** Work required **
Go through the entries and transcribe each one exactly, dropping the pictures.

%%

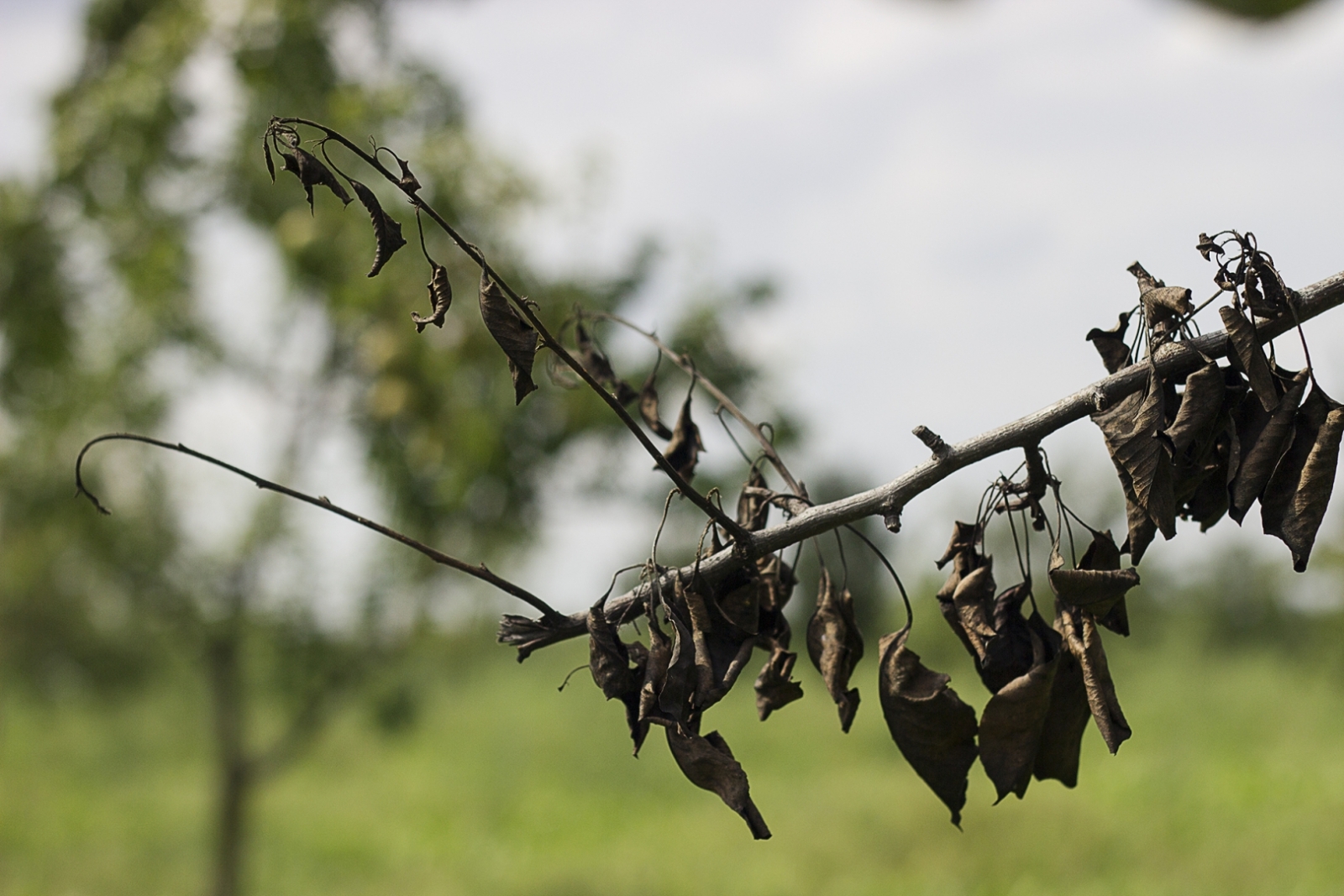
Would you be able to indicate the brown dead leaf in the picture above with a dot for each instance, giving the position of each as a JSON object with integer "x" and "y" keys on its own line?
{"x": 387, "y": 230}
{"x": 774, "y": 685}
{"x": 837, "y": 647}
{"x": 709, "y": 765}
{"x": 514, "y": 335}
{"x": 933, "y": 728}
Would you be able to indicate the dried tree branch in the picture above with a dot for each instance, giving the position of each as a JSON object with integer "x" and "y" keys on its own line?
{"x": 889, "y": 500}
{"x": 477, "y": 571}
{"x": 549, "y": 340}
{"x": 719, "y": 396}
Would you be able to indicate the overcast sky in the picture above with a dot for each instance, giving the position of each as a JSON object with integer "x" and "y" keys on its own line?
{"x": 947, "y": 192}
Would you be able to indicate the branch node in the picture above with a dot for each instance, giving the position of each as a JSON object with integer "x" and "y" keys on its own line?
{"x": 934, "y": 441}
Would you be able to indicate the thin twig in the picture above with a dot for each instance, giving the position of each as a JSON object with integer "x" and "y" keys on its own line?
{"x": 477, "y": 571}
{"x": 549, "y": 340}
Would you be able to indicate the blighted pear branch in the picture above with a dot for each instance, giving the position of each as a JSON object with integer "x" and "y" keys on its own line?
{"x": 477, "y": 571}
{"x": 1173, "y": 359}
{"x": 410, "y": 186}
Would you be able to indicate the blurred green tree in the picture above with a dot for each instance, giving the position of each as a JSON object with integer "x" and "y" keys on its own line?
{"x": 102, "y": 317}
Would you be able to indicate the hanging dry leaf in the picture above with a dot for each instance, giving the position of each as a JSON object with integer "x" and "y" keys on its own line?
{"x": 312, "y": 172}
{"x": 609, "y": 661}
{"x": 1066, "y": 720}
{"x": 1299, "y": 492}
{"x": 649, "y": 406}
{"x": 440, "y": 300}
{"x": 1008, "y": 654}
{"x": 753, "y": 508}
{"x": 1014, "y": 719}
{"x": 1249, "y": 354}
{"x": 837, "y": 647}
{"x": 933, "y": 728}
{"x": 974, "y": 600}
{"x": 514, "y": 335}
{"x": 1099, "y": 584}
{"x": 600, "y": 367}
{"x": 709, "y": 765}
{"x": 387, "y": 230}
{"x": 1272, "y": 443}
{"x": 1131, "y": 430}
{"x": 774, "y": 685}
{"x": 1110, "y": 344}
{"x": 683, "y": 452}
{"x": 1084, "y": 641}
{"x": 1200, "y": 407}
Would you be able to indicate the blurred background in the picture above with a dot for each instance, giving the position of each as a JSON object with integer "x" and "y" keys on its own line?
{"x": 859, "y": 215}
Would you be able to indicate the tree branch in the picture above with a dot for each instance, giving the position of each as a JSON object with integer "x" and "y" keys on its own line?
{"x": 549, "y": 340}
{"x": 890, "y": 499}
{"x": 477, "y": 571}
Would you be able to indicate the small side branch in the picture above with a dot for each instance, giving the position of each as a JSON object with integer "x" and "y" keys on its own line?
{"x": 476, "y": 571}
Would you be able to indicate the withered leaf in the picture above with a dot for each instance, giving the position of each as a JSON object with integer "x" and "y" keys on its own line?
{"x": 1008, "y": 654}
{"x": 1261, "y": 458}
{"x": 709, "y": 765}
{"x": 649, "y": 406}
{"x": 514, "y": 335}
{"x": 600, "y": 367}
{"x": 1110, "y": 344}
{"x": 774, "y": 685}
{"x": 1099, "y": 584}
{"x": 1297, "y": 495}
{"x": 1084, "y": 641}
{"x": 753, "y": 510}
{"x": 1249, "y": 354}
{"x": 933, "y": 728}
{"x": 387, "y": 233}
{"x": 1200, "y": 405}
{"x": 1131, "y": 430}
{"x": 312, "y": 172}
{"x": 1066, "y": 720}
{"x": 609, "y": 661}
{"x": 440, "y": 300}
{"x": 683, "y": 452}
{"x": 974, "y": 600}
{"x": 837, "y": 647}
{"x": 1014, "y": 719}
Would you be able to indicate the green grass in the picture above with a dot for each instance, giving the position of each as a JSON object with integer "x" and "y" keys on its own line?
{"x": 1234, "y": 783}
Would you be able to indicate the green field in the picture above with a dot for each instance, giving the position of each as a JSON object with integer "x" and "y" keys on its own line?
{"x": 1234, "y": 783}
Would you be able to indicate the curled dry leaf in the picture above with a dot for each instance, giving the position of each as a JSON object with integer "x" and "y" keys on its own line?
{"x": 1249, "y": 354}
{"x": 514, "y": 335}
{"x": 387, "y": 230}
{"x": 312, "y": 172}
{"x": 933, "y": 728}
{"x": 837, "y": 647}
{"x": 600, "y": 367}
{"x": 774, "y": 685}
{"x": 609, "y": 661}
{"x": 709, "y": 765}
{"x": 1200, "y": 407}
{"x": 753, "y": 506}
{"x": 1084, "y": 641}
{"x": 974, "y": 602}
{"x": 1012, "y": 721}
{"x": 440, "y": 300}
{"x": 1008, "y": 654}
{"x": 1131, "y": 430}
{"x": 1099, "y": 584}
{"x": 1299, "y": 492}
{"x": 1110, "y": 344}
{"x": 1066, "y": 720}
{"x": 683, "y": 452}
{"x": 1270, "y": 443}
{"x": 649, "y": 406}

%%

** Output of the task **
Would you be able to indicate the brown dead leaf in the picture above with a dot for each instance, giving the position of each as a JSON object with integer "x" and "y" keys on its own line?
{"x": 387, "y": 230}
{"x": 774, "y": 685}
{"x": 837, "y": 647}
{"x": 709, "y": 765}
{"x": 514, "y": 335}
{"x": 933, "y": 728}
Would you be able to indicate the dried tree branch in the picture above with a dot for each instance, giving the position of each as a JSON object with integer "x" and "y" keys on its own line?
{"x": 889, "y": 500}
{"x": 477, "y": 571}
{"x": 549, "y": 340}
{"x": 719, "y": 396}
Would you be able to indicate the overcast sky in the picture above with a dot for each instance, giving the position of each as a JSON object with integer "x" and "y" keys on its own line?
{"x": 947, "y": 192}
Would you be able to indicate the branch node in the picture above with a dot for each instance, giving the position of each as a JSON object with integer "x" and "y" keys on its own line?
{"x": 934, "y": 441}
Would you be able to indicate the thin twig in the picture above with a dot for each instance, giving the position of each as a JSON object with integer "x" and "y" keys on its own line?
{"x": 477, "y": 571}
{"x": 549, "y": 340}
Would you be able to indicate the blighted pear branch in the picture above with a dot for each instance, giving the position of each as a JSON object with integer "x" and "y" keys on its own line?
{"x": 477, "y": 571}
{"x": 1173, "y": 359}
{"x": 410, "y": 186}
Would you be able to indicate the blurred green tree in the picture above with a dot for each instance, giving the position of each as a JSON object with integer "x" and "y" keys on its own line?
{"x": 102, "y": 317}
Would you be able to indicate the hanging dry leaf in the picture above with a dot for each instance, giving the position of each as a JSON object with integer "x" and "y" keys on its own line?
{"x": 312, "y": 172}
{"x": 609, "y": 661}
{"x": 1066, "y": 720}
{"x": 1299, "y": 492}
{"x": 649, "y": 406}
{"x": 440, "y": 300}
{"x": 1008, "y": 654}
{"x": 753, "y": 508}
{"x": 1014, "y": 719}
{"x": 1249, "y": 354}
{"x": 837, "y": 647}
{"x": 933, "y": 728}
{"x": 974, "y": 600}
{"x": 514, "y": 335}
{"x": 1099, "y": 584}
{"x": 600, "y": 367}
{"x": 709, "y": 765}
{"x": 387, "y": 230}
{"x": 1272, "y": 443}
{"x": 1131, "y": 430}
{"x": 774, "y": 685}
{"x": 1110, "y": 344}
{"x": 683, "y": 452}
{"x": 1084, "y": 641}
{"x": 1200, "y": 407}
Would you be able to indicate the blurred background in the picture above with a dot for each instance, giving the position of each as a JSON object with integer "x" and "y" keys on its own line?
{"x": 859, "y": 215}
Would you be able to indicate the tree branch in the picture above with a dot for each instance, giving the position of each as a JSON object with integer "x" and "y" keys on its own line?
{"x": 549, "y": 340}
{"x": 890, "y": 499}
{"x": 477, "y": 571}
Would you be able to indicate the small side branch in the picture above with a dot for each instance, giving the position of each as a JSON object with integer "x" and "y" keys on its own line?
{"x": 476, "y": 571}
Would you be able to indicate the withered leaf in the picture above with a dot for each instance, giving the position of each as a JSON object with integer "x" and "y" keys on its own line?
{"x": 1008, "y": 654}
{"x": 1261, "y": 458}
{"x": 709, "y": 765}
{"x": 649, "y": 406}
{"x": 514, "y": 335}
{"x": 600, "y": 367}
{"x": 1110, "y": 344}
{"x": 774, "y": 685}
{"x": 1099, "y": 584}
{"x": 1297, "y": 495}
{"x": 1084, "y": 641}
{"x": 753, "y": 510}
{"x": 1249, "y": 354}
{"x": 933, "y": 728}
{"x": 387, "y": 233}
{"x": 1200, "y": 405}
{"x": 1131, "y": 430}
{"x": 312, "y": 172}
{"x": 1066, "y": 720}
{"x": 609, "y": 661}
{"x": 440, "y": 300}
{"x": 683, "y": 452}
{"x": 974, "y": 600}
{"x": 837, "y": 647}
{"x": 1014, "y": 719}
Would you be able to indicate the green grass in the picture above with a dot for each instance, giving the position of each as a JSON object with integer "x" and "y" keys on its own line?
{"x": 1234, "y": 783}
Would you be able to indicate the green field in the picture above with a dot for each instance, giving the position of each as a JSON object with integer "x" and "y" keys on its own line?
{"x": 1234, "y": 783}
Would you be able to indicate the curled dry leaf in the picture above with a dot for each instance, giving the position of each as a JSON object with integer "x" and "y" keys on its own line?
{"x": 1249, "y": 354}
{"x": 514, "y": 335}
{"x": 387, "y": 230}
{"x": 312, "y": 172}
{"x": 933, "y": 728}
{"x": 837, "y": 647}
{"x": 600, "y": 367}
{"x": 774, "y": 685}
{"x": 609, "y": 661}
{"x": 709, "y": 765}
{"x": 1200, "y": 407}
{"x": 753, "y": 506}
{"x": 1084, "y": 641}
{"x": 974, "y": 602}
{"x": 1012, "y": 721}
{"x": 440, "y": 300}
{"x": 1008, "y": 654}
{"x": 1131, "y": 430}
{"x": 1099, "y": 584}
{"x": 1299, "y": 492}
{"x": 1110, "y": 344}
{"x": 1066, "y": 720}
{"x": 683, "y": 452}
{"x": 1270, "y": 443}
{"x": 649, "y": 406}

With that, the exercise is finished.